Will a $2 trillion stimulus package be enough to save the economy?
David Joy – Chief Market Strategist, Ameriprise Financial
Weekly markets commentary — March 26, 2019
Reports that Congress was edging closer to an agreement on a $2 trillion economic stimulus package sent stocks soaring on Tuesday this week. The S&P 500® index rose 9.4 percent, while the Dow Jones Industrial Average gained 11.4 percent, its single best day since 1933. Stocks added modestly to those gains on Wednesday. In the past two days, S&P 500 has rallied 11 percent from its low close on Monday, although it remains 27 percent below its February 19 closing high. The Chicago Board Options Exchange (CBOE) VIX index of implied S&P volatility remained elevated. In contrast, implied volatility in the U.S. Treasury market fell for the second straight day this week, and both investment grade and high yield spreads narrowed in response to the announced Fed initiatives and prospects for economic stimulus. Municipal bonds rallied sharply as well.
Coupled with the earlier initiatives announced by the Federal Reserve, it is clear that Washington has gotten the message that the potential severity of the economic impact of the coronavirus calls for an overwhelming fiscal and monetary response. Late on Wednesday, the Senate finally approved the long-awaited stimulus bill, after a last-minute dispute over unemployment benefits. The House is expected to vote on Friday. The broad outline of the bill includes; $529 billion in relief for industry, including mid-size firms, in the form of loans, loan guarantees, grants, and investment in support of Federal Reserve facilities; $377 billion for loans to small business, forgivable with conditions; $300 billion for $1,200 checks to individuals with an income cap; $300 billion for employer payroll tax deferral relief; $250 billion for expanded unemployment insurance; $150 billion for state and local governments; and $100 billion for hospitals. Among other provisions, the bill includes a suspension of required minimum distributions and a deferral of student loan interest.
Time will tell whether the stimulus package is sufficient
Whether the stimulus proves to be sufficient remains to be seen. That will depend on the severity and duration of the economic slowdown. That it is necessary and welcome, however, is not in dispute. Citing surveys conducted in 2018 and 2019, the Wall Street Journal reported that if revenue stopped suddenly, 21 percent of small businesses would not survive for even one month. Another 34 percent would only be able to survive for between one and three months. Among workers, 31 percent said they could not afford to miss even one paycheck before dipping into savings, if they had any, and another 20 percent said they could miss no more than one paycheck. Congressional leaders have indicated that additional legislative measures are already being considered, as the economy transitions from emergency to recovery.

· · · ·

- [Problem description]:
Please continue the market commentary on the $2 trillion stimulus package, picking up after its last sentence.

- [Raw data]:
· · · ·

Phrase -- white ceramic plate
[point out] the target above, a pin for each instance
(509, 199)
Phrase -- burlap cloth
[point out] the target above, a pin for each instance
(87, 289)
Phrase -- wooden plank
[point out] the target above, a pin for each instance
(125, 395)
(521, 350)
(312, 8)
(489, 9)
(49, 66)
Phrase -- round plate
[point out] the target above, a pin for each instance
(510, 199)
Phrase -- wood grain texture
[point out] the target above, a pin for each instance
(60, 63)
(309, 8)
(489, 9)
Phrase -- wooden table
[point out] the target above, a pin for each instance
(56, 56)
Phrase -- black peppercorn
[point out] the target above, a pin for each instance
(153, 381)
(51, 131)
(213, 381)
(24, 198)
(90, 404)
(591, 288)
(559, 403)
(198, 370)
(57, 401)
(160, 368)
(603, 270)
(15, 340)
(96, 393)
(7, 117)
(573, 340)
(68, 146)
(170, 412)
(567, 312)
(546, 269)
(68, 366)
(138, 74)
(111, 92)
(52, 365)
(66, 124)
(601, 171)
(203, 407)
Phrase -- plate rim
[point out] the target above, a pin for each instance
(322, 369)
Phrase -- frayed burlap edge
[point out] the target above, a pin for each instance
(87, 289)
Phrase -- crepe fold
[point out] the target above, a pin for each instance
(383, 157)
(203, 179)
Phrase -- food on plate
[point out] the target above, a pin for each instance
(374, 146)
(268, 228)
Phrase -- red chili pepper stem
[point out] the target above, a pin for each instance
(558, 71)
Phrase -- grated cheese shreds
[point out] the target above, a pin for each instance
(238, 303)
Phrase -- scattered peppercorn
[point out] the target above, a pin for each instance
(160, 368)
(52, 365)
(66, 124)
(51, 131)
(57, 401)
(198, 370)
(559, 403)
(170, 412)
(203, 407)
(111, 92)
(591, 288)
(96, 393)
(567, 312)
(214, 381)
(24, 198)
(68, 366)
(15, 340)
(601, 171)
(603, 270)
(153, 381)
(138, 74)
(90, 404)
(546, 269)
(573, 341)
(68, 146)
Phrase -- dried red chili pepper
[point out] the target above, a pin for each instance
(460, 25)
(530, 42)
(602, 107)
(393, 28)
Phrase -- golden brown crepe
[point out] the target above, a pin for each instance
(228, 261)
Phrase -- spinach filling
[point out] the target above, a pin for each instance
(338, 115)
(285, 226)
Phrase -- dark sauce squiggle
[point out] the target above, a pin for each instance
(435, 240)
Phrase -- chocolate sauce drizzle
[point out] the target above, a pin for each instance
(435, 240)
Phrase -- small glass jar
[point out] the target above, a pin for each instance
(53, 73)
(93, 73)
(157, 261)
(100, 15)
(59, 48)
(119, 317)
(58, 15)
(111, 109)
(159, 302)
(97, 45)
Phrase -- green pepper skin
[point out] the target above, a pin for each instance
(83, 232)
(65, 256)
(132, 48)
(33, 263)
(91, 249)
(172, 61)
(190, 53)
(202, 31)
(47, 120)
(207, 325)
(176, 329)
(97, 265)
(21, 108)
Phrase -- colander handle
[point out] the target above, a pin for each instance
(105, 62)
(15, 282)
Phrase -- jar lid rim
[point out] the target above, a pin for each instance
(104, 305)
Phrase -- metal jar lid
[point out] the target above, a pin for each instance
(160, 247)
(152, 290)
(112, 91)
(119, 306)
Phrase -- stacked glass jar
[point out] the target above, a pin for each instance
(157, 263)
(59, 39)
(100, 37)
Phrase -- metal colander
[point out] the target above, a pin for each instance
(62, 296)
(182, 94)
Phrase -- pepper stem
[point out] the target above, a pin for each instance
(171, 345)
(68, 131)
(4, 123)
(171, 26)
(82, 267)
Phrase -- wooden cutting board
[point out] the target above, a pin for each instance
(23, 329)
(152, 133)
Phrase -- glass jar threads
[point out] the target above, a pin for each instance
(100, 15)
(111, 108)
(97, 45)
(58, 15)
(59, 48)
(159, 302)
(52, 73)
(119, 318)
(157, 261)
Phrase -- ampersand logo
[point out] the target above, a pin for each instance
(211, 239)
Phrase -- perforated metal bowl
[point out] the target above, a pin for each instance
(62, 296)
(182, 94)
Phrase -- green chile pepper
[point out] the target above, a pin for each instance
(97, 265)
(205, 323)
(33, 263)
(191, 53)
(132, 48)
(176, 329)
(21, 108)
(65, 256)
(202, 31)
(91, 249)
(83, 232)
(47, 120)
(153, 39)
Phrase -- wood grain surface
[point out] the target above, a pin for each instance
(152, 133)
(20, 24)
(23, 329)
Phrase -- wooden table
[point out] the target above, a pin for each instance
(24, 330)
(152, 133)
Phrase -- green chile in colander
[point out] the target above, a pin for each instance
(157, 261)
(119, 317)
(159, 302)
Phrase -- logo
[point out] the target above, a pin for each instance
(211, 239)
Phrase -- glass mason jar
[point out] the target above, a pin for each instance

· · · ·

- [Result]:
Economic data starts to show the impact of COVID-19; the White House debates next steps
The economic impact of the virus began to be reflected in the data this week. On Monday, the flash composite purchasing managers survey for March slumped to its weakest reading in ten years. Manufacturing contracted, but the rate of decline was not as severe as anticipated. Service activity, however, was far weaker than expected, reflecting the shutdown of travel and leisure activity. The results overseas were even weaker, especially in the Eurozone. U.S. mortgage applications for both refinancing and purchasing also fell last week by the most since 2009, as mortgage rates rose, and buyers had second thoughts. Today, the weekly number of initial jobless claims totaled 3.3 million, double the Bloomberg consensus forecast of 1.64 million. The size of the U.S. civilian labor force in February was 165 million, with 5.8 million, or 3.5 percent, unemployed. Today’s claims data implies a 2-percentage point rise in the unemployment rate.
A debate is emerging in the White House between a desire among healthcare professionals to continue the effort to slow the spread of the virus through social distancing, and a desire among the business community to reopen the economy as soon as possible. The president has expressed a preference to have the economy restarting by Easter, just two and a half weeks away. With the number of virus infections rising exponentially, expect that debate to become more heated in the days ahead. According to the Johns Hopkins University Coronavirus Resource Center, cases in the U.S. have now risen roughly tenfold in little more than a week to over 69,000.